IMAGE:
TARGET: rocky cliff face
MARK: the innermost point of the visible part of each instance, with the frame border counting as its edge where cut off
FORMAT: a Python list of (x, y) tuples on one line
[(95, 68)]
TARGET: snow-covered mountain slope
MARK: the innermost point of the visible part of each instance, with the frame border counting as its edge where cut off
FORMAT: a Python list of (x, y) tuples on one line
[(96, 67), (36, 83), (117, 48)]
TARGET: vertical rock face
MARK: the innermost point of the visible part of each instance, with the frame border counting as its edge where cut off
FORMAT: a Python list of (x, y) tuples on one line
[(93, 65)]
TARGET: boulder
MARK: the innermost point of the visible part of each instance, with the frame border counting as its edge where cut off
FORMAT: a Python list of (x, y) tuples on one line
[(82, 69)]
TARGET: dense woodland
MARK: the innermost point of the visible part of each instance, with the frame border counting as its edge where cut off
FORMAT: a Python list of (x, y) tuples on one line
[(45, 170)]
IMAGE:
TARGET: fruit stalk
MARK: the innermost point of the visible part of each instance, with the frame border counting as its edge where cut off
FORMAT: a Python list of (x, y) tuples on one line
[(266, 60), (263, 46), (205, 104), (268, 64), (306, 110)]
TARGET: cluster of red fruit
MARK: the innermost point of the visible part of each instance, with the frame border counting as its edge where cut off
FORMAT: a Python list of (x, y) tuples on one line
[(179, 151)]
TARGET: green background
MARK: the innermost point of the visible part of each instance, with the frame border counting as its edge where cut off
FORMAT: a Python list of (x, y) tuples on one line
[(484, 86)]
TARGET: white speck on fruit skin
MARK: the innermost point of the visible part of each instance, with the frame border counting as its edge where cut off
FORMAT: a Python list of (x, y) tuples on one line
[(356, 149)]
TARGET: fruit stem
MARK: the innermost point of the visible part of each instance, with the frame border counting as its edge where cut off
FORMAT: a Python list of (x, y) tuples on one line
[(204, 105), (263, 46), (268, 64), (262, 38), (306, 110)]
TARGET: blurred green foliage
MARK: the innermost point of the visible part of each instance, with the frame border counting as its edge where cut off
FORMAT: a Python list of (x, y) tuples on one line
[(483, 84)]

________________________

> [WHAT THIS TASK INVOLVES]: Scale the stretch of data from the line containing "TARGET: dense woodland" through the line containing "[(266, 60), (263, 46), (205, 104), (268, 64), (306, 110)]", rewriting all of those lines with their requests. Multiply every x and y coordinate in the answers by 1.3 and round to whole numbers (halves up), leaving the requests and their format samples unchanged.

> [CORRECT RESULT]:
TARGET: dense woodland
MARK: the innermost point of the visible part of each instance, with the frame border counting as its edge where cut off
FORMAT: a Python list of (x, y) tuples on one line
[(59, 221)]
IMAGE:
TARGET: fruit stalk
MARK: the innermost point of the visible part of each instance, with the frame border counting as its edge where cut off
FORMAT: a Python list of (x, y) tuples on one line
[(346, 78), (342, 60), (267, 135), (348, 83), (398, 143)]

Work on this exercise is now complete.